:: 課題の内容 ::
下の記録をすべて、一字も変えずにそのまま書き写してください。

:: 与えられた記録 ::

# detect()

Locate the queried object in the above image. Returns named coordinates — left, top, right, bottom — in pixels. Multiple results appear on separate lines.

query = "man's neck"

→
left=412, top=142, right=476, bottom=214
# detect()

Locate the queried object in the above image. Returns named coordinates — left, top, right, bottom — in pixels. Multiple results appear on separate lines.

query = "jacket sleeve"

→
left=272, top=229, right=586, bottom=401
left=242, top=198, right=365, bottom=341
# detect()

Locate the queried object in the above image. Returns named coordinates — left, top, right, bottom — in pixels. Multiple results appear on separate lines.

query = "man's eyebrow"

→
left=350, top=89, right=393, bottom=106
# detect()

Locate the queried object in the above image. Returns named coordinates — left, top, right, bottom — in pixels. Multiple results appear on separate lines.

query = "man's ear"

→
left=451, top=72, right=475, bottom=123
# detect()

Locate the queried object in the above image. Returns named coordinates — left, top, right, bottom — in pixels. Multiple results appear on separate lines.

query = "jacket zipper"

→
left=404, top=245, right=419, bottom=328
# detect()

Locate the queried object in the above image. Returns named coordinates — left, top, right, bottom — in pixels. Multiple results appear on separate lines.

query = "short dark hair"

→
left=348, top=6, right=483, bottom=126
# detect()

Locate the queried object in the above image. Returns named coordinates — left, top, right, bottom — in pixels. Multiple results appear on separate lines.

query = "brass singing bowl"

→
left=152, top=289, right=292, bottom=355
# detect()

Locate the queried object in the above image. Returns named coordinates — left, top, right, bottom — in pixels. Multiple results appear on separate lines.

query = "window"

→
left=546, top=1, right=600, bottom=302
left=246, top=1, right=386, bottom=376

:::

:: 期待される答え ::
# detect()

Locate the queried object in the above image. Returns named coordinates — left, top, right, bottom — in pixels. Multiple results appear on separate lines.

query = "man's neck"

→
left=412, top=142, right=476, bottom=214
# detect()

Locate the queried object in the above image. Returns named coordinates — left, top, right, bottom — in pixels. Multiple results appear on separate lines.

query = "jacket sleeve"

→
left=272, top=229, right=586, bottom=401
left=242, top=198, right=365, bottom=341
# detect()

Locate the queried object in the above image. Returns named coordinates — left, top, right, bottom — in pixels. Multiple results appear on separate lines.

query = "man's eyebrow"

→
left=350, top=89, right=393, bottom=106
# detect()

Locate the queried object in the above image. Returns named coordinates — left, top, right, bottom — in pixels. Multiple results appear on separate lines.

query = "man's ear"

→
left=451, top=72, right=475, bottom=123
# detect()

Locate the queried object in the above image. Returns named coordinates — left, top, right, bottom — in pixels. Multiple results appear on separate lines.

query = "jacket zipper"

→
left=404, top=245, right=419, bottom=328
# detect()

Locate the queried object in the above image. Returns named coordinates — left, top, right, bottom — in pixels. Multiple results appear on separate lines.

query = "short dark hair"

→
left=348, top=6, right=483, bottom=126
# detect()

Locate the queried object in the above image. Returns named coordinates — left, top, right, bottom — in pixels. Multiple results appear on separate lines.

query = "brass singing bowl"

→
left=152, top=289, right=292, bottom=355
# detect()

Locate the queried object in the above image. Returns named coordinates — left, top, right, bottom — in pixels. Multiple results appear on separate lines.

query = "window"

→
left=546, top=1, right=600, bottom=302
left=246, top=1, right=386, bottom=376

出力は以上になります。